Partes do exercício »
**A.** Segundo o trecho sobre o seguro rural, em que ano o governo federal criou o PSR?
**B.** Reúna todas as linhas das entradas que contêm a sequência "tile", levando em conta a diferença entre maiúsculas e minúsculas.

Trecho »

<<<<

O Programa de Subvenção ao Prêmio do Seguro Rural (PSR) visa incentivar a adoção dessa ferramenta de gestão de risco por agricultores. A presente pesquisa analisou a relação entre risco climático (especialmente hídrico), quebras de safra e apólices do seguro rural. Os resultados mostram que o PSR não está sendo utilizado por produtores sob maiores riscos (com mais quebras de safra e maior variação de produtividade), o que pode ser explicado pela carência de uma estrutura de concessão em regiões muito sujeitas a secas e outras intempéries climáticas.
A atividade agropecuária está sujeita às intempéries climáticas, o que aumenta a insegurança para as operações produtivas e financeiras que sustentam o processo produtivo. No Brasil, em que uma parte significativa da produção ocorre em territórios com clima semiárido, como o Cerrado, as mudanças nos regimes pluviométricos e nas demais condições climáticas podem impactar de forma direta o protagonismo internacional do agronegócio brasileiro alcançado ao longo das últimas décadas.
O seguro rural busca minimizar essas incertezas, reduzindo os riscos para agricultores e agentes financeiros envolvidos no custeio das atividades agropecuárias. Na ausência do seguro, o elevado risco leva agentes financeiros a deixarem de oferecer crédito ou demandarem garantias difíceis de serem cumpridas por agricultores, especialmente os médios e os pequenos.
DISTRIBUIÇÃO DO PSR
O PSR foi uma política criada pelo governo federal, em 2003, com o objetivo de impulsionar a difusão do seguro rural no Brasil, ainda muito aquém de outras nações com elevada produção agrícola, como os Estados Unidos.
A modalidade mais recorrente no Brasil, no âmbito do PSR, é a contratação de produtividade prevista. Nessa modalidade, estima-se a produtividade de uma lavoura e se contrata o seguro de uma parte ou toda a área plantada. Caso a produtividade não alcance a produtividade contratada, a seguradora cobre o valor até o contratado. Apesar de a operação ser realizada via seguradora privada, o PSR arca com uma parte do pagamento do prêmio, ou seja, divide com o produtor o custo de contratação do seguro para ser economicamente viável a contratação.

>>>>

Dados fornecidos »

<<<<

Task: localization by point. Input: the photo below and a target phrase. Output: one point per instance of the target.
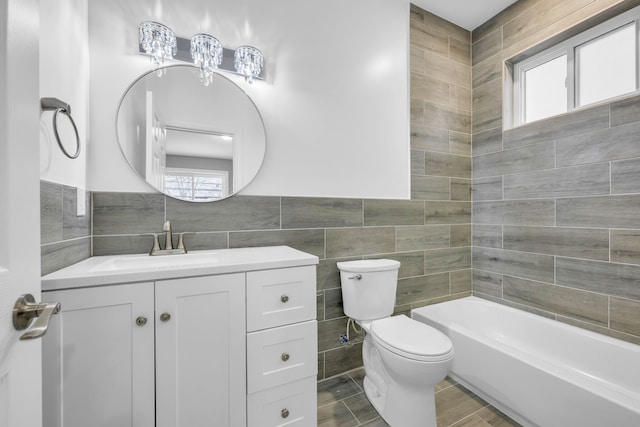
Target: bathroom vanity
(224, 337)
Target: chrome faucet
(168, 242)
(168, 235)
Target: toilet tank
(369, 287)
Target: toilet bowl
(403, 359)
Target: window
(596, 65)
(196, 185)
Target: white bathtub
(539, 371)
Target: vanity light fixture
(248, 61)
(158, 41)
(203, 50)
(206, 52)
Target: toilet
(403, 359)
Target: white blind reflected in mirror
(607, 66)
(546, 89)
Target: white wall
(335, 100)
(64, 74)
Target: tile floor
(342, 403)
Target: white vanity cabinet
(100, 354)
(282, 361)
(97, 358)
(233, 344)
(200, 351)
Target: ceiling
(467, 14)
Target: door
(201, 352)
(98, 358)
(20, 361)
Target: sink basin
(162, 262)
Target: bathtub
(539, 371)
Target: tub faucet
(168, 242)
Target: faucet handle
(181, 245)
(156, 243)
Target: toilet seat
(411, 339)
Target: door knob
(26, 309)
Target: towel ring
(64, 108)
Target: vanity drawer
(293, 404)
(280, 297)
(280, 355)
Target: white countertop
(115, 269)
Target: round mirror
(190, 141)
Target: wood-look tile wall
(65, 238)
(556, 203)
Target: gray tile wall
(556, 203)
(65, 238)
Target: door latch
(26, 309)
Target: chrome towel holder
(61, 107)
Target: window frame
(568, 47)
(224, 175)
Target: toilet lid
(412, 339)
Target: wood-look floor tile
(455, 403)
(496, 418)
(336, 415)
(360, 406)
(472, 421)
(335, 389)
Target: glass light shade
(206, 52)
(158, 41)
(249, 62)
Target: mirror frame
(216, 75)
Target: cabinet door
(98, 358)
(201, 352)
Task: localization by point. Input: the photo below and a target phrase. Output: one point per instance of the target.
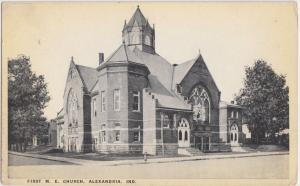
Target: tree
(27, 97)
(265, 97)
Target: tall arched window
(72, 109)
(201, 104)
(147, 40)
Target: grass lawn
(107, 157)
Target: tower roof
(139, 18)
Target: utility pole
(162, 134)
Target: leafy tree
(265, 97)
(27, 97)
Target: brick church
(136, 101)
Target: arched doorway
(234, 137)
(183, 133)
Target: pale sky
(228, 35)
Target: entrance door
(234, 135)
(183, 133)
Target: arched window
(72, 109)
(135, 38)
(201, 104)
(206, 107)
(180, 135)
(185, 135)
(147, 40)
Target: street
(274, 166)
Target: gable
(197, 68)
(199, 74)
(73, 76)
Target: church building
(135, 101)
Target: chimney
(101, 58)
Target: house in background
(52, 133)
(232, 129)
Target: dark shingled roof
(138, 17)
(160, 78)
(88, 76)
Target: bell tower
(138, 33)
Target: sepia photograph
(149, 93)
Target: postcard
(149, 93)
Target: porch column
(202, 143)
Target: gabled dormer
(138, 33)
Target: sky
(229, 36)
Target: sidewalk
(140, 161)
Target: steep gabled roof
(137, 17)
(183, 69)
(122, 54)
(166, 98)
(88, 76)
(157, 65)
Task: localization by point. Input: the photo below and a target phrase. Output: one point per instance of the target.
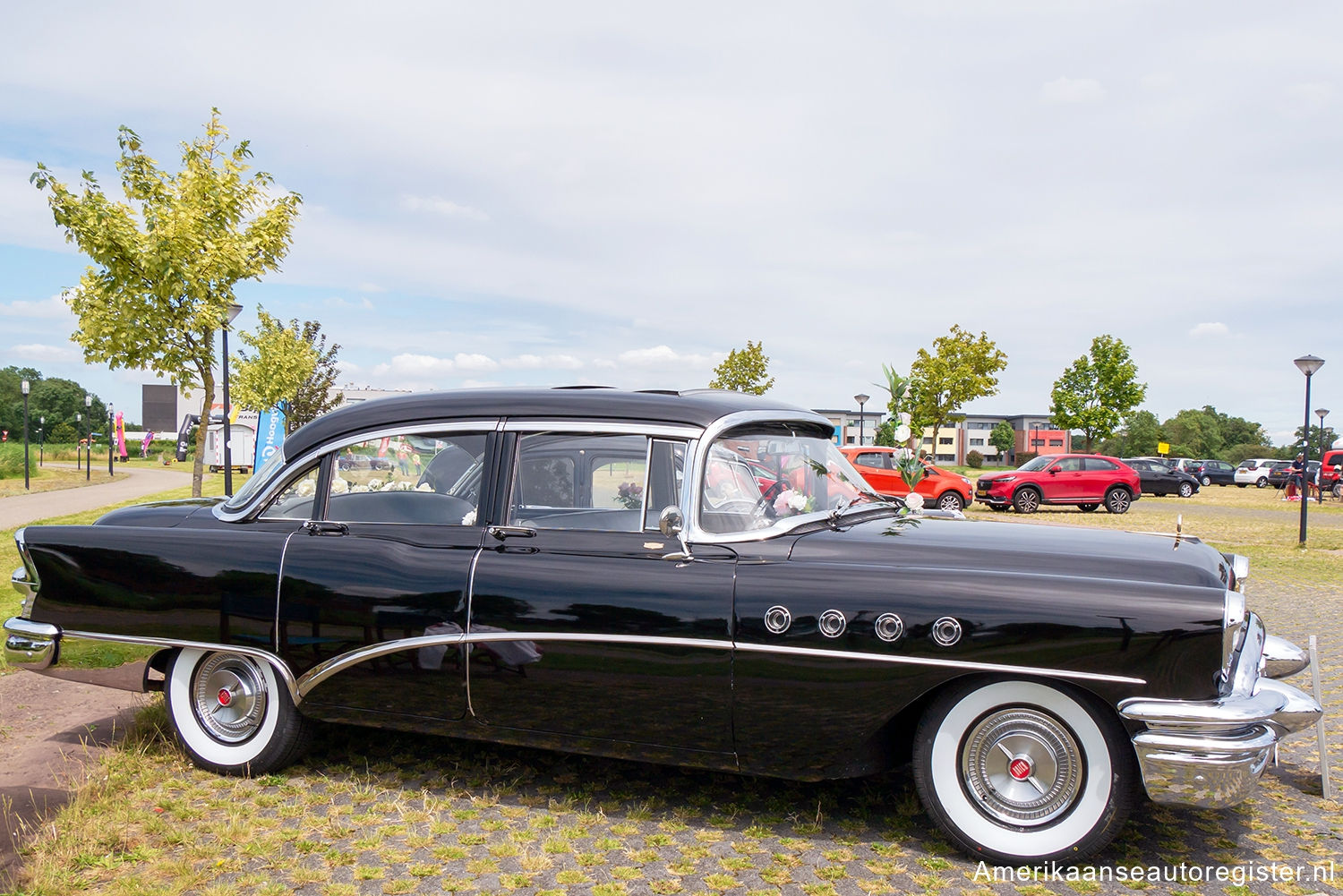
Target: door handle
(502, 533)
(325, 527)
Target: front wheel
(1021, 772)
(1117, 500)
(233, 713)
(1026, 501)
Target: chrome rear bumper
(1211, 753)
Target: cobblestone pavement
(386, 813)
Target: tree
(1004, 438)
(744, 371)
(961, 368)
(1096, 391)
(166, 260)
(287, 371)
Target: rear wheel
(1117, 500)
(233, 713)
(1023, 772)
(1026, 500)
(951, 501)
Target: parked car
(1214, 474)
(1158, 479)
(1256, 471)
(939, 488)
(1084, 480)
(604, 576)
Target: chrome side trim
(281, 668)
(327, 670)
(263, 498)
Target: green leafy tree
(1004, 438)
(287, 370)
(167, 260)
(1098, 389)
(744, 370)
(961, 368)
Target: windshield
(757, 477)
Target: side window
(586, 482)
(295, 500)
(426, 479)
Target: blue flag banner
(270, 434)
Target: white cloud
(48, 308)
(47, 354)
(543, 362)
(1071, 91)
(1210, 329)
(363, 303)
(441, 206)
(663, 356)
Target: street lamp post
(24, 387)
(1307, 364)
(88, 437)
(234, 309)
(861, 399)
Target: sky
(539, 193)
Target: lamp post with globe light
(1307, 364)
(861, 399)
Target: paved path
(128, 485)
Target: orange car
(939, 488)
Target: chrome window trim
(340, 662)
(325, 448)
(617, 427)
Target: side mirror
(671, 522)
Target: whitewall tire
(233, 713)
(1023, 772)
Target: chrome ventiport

>>>>

Respostas escritas »
**A.** Em 2003.

**B.**
Target: tile floor
Target: wood-look tile wall
Target: gray tile wall
Target: wood-look floor tile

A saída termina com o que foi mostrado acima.